### DOCUMENT SEGMENT:
>>>>>
My provocative question to the panel at “Israel tortures Palestinian children” event.

Ayed Abu Eqtaish, Mohammed Abu al Reesh, Bernard Regan at SOAS last night.

Ayed Abu Eqtaish, Mohammed Abu al Reesh, Bernard Regan at SOAS last night.

Last night I asked a provocative question. At SOAS Palestine Society’s Palestinian Child Prisoners: How the Israeli military criminalises a generation I asked Mohammed Abu al Reesh and Ayed Abu Eqtaish what they would like to say to the family of Asher Palmer and his son, one year old Yonatan, both killed when a rock thrown by a Palestinian smashed through the windscreen of the car in which Asher was driving his little boy.

I know it was a “provocative question” because Bernard Regan, who was chairing the meeting, prefaced my question by instructing his audience not to respond to questioners “even if the question seems provocative” but to leave it to the panel to respond.

My “provocative question” was in response to Abu al Reesh, an ex-rock-thrower-turned-journalist, who is on a UK wide tour speaking about his time in Israeli prisons, and Abu Eqtaish, who works for Defence For Children International Palestine Section.

Mohammed Abu al Reesh now works for Al Quds newspaper, but when he was 15 years old he was approached by an Israeli army jeep during a curfew. He claims he was beaten up and so threw stones at the jeep in response. He said he was then arrested at 3am in the night, handcuffed, placed in a military vehicle under the feet of Israeli soldiers and taken away.

He alleged that during his first interrogation he was punched, slapped and threatened with sexual harassment by means of using a stick. During transfers between detention centres he was tied by his arms to the roof of the vehicle.

On reaching Atzion detention centre near Hebron, he continued, he was pushed down the stairs and was put in a small cell with 12 people in it. The cell, he said, had a bad smell and dirty mattresses and inmates were only allowed to go to the toilet once a day and had to use plastic bottles to pee in for the remainder of the day. Food, he said, was little and of poor quality consisting mainly of food left uneaten by Israeli soldiers.

Eventually he reached a plea bargain and spent 28 months in Damon prison near Haifa and by the end of his prison term he said he had skin problems and was weak physically. The good news, he said, was that he could sit his High School exams while in prison and scored a mark of 72. Two weeks after his release he enrolled at Al Quds University where he studied journalism for four years.

Within a year of leaving university he was working for Al Quds newspaper where he covers the arrest of children. And now he’s here on a UK wide speaking tour.

Next, Ayed Abu Eqtaish claimed that Israeli interrogators use psychological torture techniques on children in order to try to extract proper confessions. These include lengthy spells of solitary confinement after which a child will become “eager for human contact” and, therefore, more likely to confess. They also include, he said, threats of sexual abuse, threats to throw the child out of a window and threats made against members of the child’s family.

Abu Eqtaish said there is no point complaining because the Israeli authorities always close any case they open on the basis that there is “no cooperation from the child or the family”. He said that 60% of prosecutions are for stone throwing and there is a 99.74% conviction rate overall.

I was barracked from the moment I entered the lecture theatre to the moment I left it, with one woman screaming “Why is he here?”
<<<<<
Location identification entries:
>>>>>
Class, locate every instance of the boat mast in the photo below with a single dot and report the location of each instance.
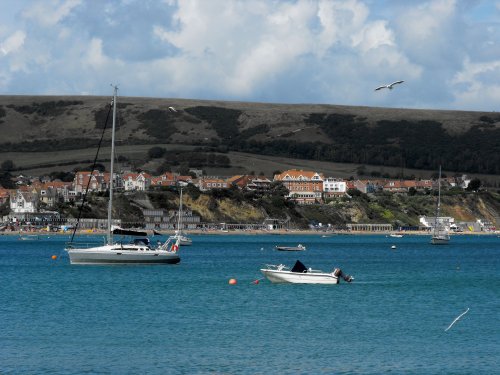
(438, 206)
(179, 216)
(111, 173)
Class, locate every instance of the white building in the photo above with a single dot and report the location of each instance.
(334, 187)
(23, 202)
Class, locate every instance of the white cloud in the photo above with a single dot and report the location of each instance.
(478, 84)
(13, 42)
(49, 13)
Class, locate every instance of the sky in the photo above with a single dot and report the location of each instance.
(296, 51)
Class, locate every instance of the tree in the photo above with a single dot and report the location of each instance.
(156, 152)
(474, 184)
(7, 166)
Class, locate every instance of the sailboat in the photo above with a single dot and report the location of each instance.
(184, 240)
(138, 251)
(440, 235)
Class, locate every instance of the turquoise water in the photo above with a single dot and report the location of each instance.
(186, 318)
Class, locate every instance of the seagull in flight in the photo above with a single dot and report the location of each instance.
(389, 86)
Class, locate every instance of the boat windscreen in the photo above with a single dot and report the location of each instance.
(141, 241)
(129, 232)
(299, 267)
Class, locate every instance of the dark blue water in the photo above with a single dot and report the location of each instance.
(186, 319)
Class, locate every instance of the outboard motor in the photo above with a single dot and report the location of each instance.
(348, 278)
(338, 273)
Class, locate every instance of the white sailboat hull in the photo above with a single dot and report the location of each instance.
(278, 277)
(445, 240)
(118, 254)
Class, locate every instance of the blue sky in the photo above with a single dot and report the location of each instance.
(301, 51)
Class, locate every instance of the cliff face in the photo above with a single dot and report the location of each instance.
(397, 210)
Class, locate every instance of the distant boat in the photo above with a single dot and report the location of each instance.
(440, 235)
(138, 251)
(299, 247)
(300, 274)
(29, 237)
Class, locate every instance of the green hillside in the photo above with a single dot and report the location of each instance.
(460, 141)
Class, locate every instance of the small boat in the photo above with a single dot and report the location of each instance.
(138, 251)
(300, 274)
(299, 247)
(29, 237)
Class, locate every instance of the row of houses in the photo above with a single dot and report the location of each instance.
(304, 187)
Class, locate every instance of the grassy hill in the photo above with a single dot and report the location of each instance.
(39, 131)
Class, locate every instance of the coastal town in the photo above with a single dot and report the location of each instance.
(31, 205)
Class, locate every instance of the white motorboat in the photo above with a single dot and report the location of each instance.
(139, 251)
(300, 274)
(299, 247)
(440, 235)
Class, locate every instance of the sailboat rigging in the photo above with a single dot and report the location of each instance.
(138, 251)
(184, 240)
(440, 235)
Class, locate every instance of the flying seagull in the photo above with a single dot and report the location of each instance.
(388, 86)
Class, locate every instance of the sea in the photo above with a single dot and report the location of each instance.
(398, 316)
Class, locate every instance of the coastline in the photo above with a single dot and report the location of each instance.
(304, 232)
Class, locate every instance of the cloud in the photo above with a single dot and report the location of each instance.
(477, 84)
(13, 42)
(49, 13)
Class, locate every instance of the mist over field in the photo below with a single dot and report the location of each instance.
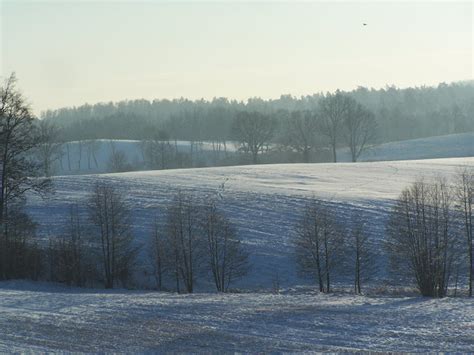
(232, 176)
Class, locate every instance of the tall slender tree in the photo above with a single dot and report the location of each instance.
(19, 140)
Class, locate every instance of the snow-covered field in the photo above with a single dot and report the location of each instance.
(448, 146)
(86, 158)
(265, 202)
(37, 317)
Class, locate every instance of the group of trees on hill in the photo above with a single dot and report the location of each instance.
(429, 239)
(398, 113)
(429, 236)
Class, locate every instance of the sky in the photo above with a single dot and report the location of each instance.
(67, 53)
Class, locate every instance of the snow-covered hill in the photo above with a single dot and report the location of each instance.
(92, 157)
(45, 318)
(264, 201)
(449, 146)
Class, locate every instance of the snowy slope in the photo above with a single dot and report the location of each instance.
(265, 201)
(44, 318)
(83, 159)
(448, 146)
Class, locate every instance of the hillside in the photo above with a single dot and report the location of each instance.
(448, 146)
(264, 201)
(49, 318)
(82, 157)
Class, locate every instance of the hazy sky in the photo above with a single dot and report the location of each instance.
(71, 52)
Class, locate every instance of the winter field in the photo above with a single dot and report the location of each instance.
(265, 203)
(38, 317)
(92, 157)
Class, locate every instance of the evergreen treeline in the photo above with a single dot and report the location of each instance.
(399, 113)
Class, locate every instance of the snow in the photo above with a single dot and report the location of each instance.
(39, 317)
(448, 146)
(81, 160)
(81, 154)
(265, 202)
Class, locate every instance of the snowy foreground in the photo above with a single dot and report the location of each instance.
(265, 202)
(38, 317)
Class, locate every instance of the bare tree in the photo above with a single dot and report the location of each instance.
(159, 252)
(464, 190)
(158, 151)
(254, 131)
(185, 240)
(92, 148)
(50, 149)
(332, 112)
(69, 261)
(301, 133)
(117, 160)
(110, 214)
(361, 253)
(359, 127)
(318, 244)
(19, 139)
(228, 260)
(421, 236)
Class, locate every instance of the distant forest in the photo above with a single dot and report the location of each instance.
(399, 113)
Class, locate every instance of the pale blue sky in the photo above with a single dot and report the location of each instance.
(71, 52)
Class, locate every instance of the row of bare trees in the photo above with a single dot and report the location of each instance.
(430, 233)
(324, 247)
(97, 246)
(338, 118)
(428, 238)
(196, 240)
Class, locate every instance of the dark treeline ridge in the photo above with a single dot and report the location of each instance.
(399, 113)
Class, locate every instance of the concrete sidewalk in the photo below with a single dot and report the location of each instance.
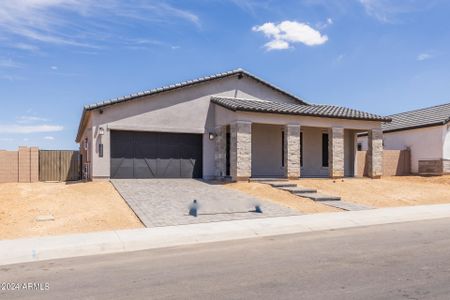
(36, 249)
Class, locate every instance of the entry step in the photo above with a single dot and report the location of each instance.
(320, 197)
(298, 190)
(282, 185)
(263, 180)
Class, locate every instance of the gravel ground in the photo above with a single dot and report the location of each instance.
(75, 207)
(387, 191)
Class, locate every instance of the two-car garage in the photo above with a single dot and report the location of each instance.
(137, 154)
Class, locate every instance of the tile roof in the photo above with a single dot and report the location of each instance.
(425, 117)
(187, 83)
(329, 111)
(237, 72)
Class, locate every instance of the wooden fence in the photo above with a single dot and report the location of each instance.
(59, 165)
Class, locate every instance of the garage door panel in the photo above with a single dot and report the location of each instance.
(122, 168)
(169, 168)
(155, 155)
(145, 168)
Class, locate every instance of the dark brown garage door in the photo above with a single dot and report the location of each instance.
(155, 155)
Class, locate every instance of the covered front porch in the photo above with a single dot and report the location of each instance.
(246, 149)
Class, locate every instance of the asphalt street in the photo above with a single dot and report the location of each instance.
(398, 261)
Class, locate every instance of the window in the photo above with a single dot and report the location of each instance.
(325, 150)
(282, 148)
(301, 149)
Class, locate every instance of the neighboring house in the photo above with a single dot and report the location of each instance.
(425, 132)
(231, 124)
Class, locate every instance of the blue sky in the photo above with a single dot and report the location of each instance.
(381, 56)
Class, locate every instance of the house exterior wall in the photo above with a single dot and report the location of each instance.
(429, 143)
(186, 110)
(446, 146)
(349, 152)
(267, 150)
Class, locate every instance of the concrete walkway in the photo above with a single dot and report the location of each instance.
(36, 249)
(166, 202)
(334, 201)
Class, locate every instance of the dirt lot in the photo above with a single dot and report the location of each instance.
(266, 192)
(76, 208)
(386, 192)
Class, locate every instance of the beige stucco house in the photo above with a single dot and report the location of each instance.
(425, 132)
(229, 125)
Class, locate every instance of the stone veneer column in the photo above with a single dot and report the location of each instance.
(336, 152)
(220, 151)
(291, 150)
(241, 150)
(375, 153)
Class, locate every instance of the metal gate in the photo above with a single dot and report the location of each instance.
(59, 165)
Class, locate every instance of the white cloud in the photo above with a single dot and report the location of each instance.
(8, 63)
(81, 23)
(276, 45)
(30, 119)
(424, 56)
(387, 11)
(284, 34)
(26, 129)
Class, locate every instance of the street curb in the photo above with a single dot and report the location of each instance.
(55, 247)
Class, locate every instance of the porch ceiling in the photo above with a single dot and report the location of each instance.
(265, 106)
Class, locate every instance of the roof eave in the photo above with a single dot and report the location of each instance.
(295, 114)
(440, 123)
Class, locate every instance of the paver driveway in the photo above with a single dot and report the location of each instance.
(166, 202)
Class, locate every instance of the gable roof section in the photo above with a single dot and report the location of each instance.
(425, 117)
(189, 83)
(265, 106)
(237, 72)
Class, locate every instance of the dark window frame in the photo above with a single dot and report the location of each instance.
(325, 150)
(301, 149)
(282, 148)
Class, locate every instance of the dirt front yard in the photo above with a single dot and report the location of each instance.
(387, 191)
(266, 192)
(75, 207)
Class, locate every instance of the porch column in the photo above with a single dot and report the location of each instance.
(220, 151)
(241, 150)
(291, 150)
(336, 152)
(375, 153)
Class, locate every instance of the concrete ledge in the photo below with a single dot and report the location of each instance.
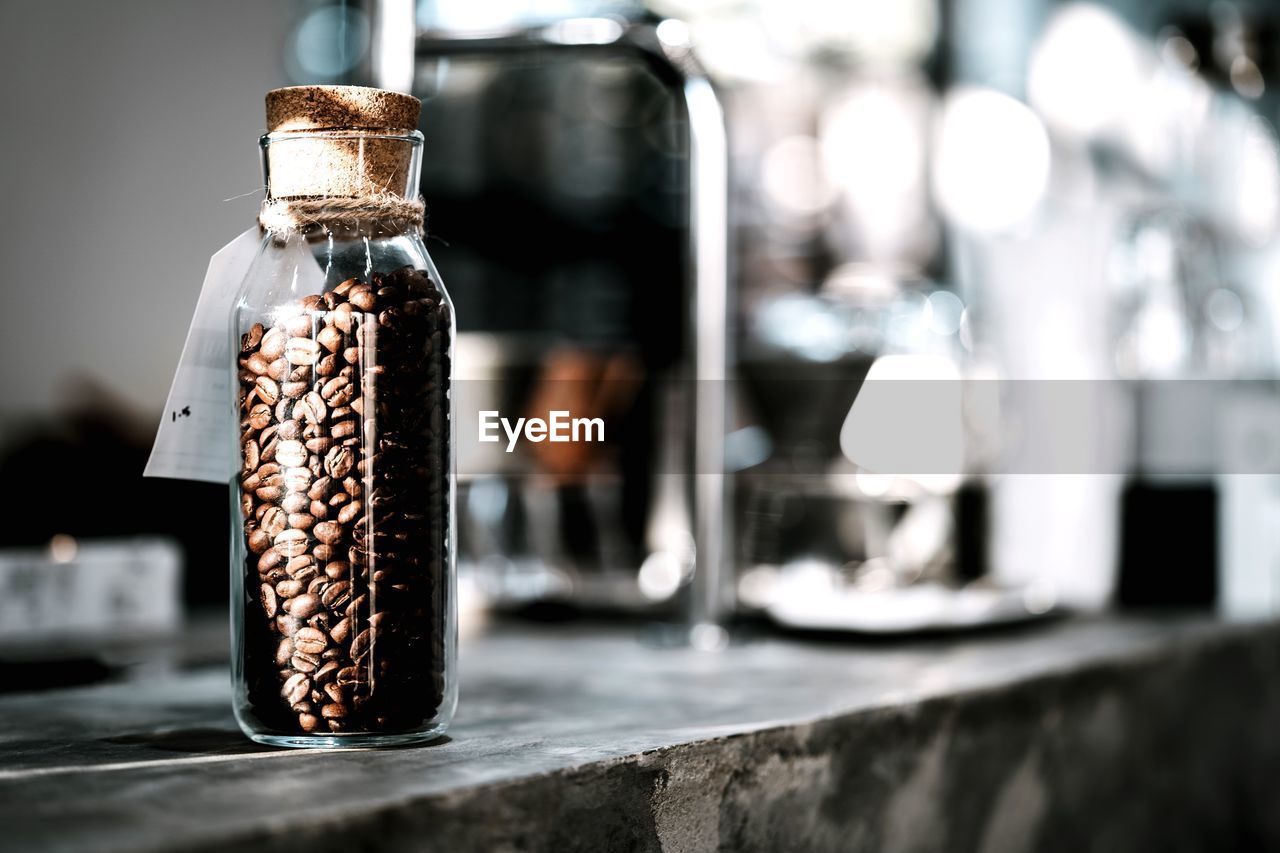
(1105, 734)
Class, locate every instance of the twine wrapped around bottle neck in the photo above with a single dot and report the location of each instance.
(288, 215)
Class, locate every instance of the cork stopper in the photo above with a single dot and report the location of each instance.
(339, 108)
(351, 165)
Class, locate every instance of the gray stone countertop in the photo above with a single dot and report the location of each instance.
(583, 738)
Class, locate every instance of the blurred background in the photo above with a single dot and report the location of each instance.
(1060, 214)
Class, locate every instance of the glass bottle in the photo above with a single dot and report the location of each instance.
(343, 609)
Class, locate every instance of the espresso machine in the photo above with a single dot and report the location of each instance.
(575, 173)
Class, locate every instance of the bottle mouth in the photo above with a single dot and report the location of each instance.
(414, 137)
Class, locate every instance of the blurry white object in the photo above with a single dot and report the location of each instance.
(814, 600)
(1249, 506)
(90, 588)
(908, 422)
(991, 160)
(1088, 71)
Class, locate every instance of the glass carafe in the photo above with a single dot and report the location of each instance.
(343, 532)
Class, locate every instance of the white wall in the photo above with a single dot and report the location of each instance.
(124, 126)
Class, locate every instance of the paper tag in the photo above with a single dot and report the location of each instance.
(195, 437)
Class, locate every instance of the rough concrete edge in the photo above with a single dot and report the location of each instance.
(1203, 639)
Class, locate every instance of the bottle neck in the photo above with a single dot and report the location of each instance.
(342, 164)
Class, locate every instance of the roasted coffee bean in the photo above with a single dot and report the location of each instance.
(351, 675)
(273, 345)
(319, 445)
(287, 625)
(302, 351)
(348, 512)
(259, 541)
(269, 492)
(288, 588)
(296, 325)
(310, 641)
(300, 562)
(268, 389)
(260, 415)
(269, 603)
(309, 423)
(337, 391)
(269, 559)
(301, 520)
(306, 574)
(341, 632)
(305, 661)
(361, 644)
(328, 532)
(329, 338)
(273, 521)
(251, 456)
(291, 454)
(293, 388)
(305, 605)
(361, 297)
(251, 338)
(295, 502)
(320, 488)
(296, 689)
(339, 461)
(337, 594)
(291, 543)
(283, 652)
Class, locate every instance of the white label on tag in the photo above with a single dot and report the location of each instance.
<<<<<
### TASK REQUIREMENTS:
1. Do these statements agree with the post about the SOAS panel on Palestinian child prisoners? For each, answer yes or no and quote the deciding words from the post. (a) Mohammed Abu al Reesh spent 28 months in Damon prison near Haifa. (b) He scored a mark of 80 in his High School exams while in prison. (c) Ayed Abu Eqtaish works for Al Quds newspaper.
2. Which lines of the entries contain the string "column"? Report each one.
The post and the entries have no connection to each other.

### RESULTS:
1.
(a) Yes: "spent 28 months in Damon prison near Haifa"
(b) No: "scored a mark of 72"
(c) No: "who works for Defence For Children International Palestine Section"

2.
Class, locate every instance of the stone veneer column in the photo above with a single dot and report the location of each instance.
Class, locate every instance of the porch column in the photo above with a single dot and report the location of each instance.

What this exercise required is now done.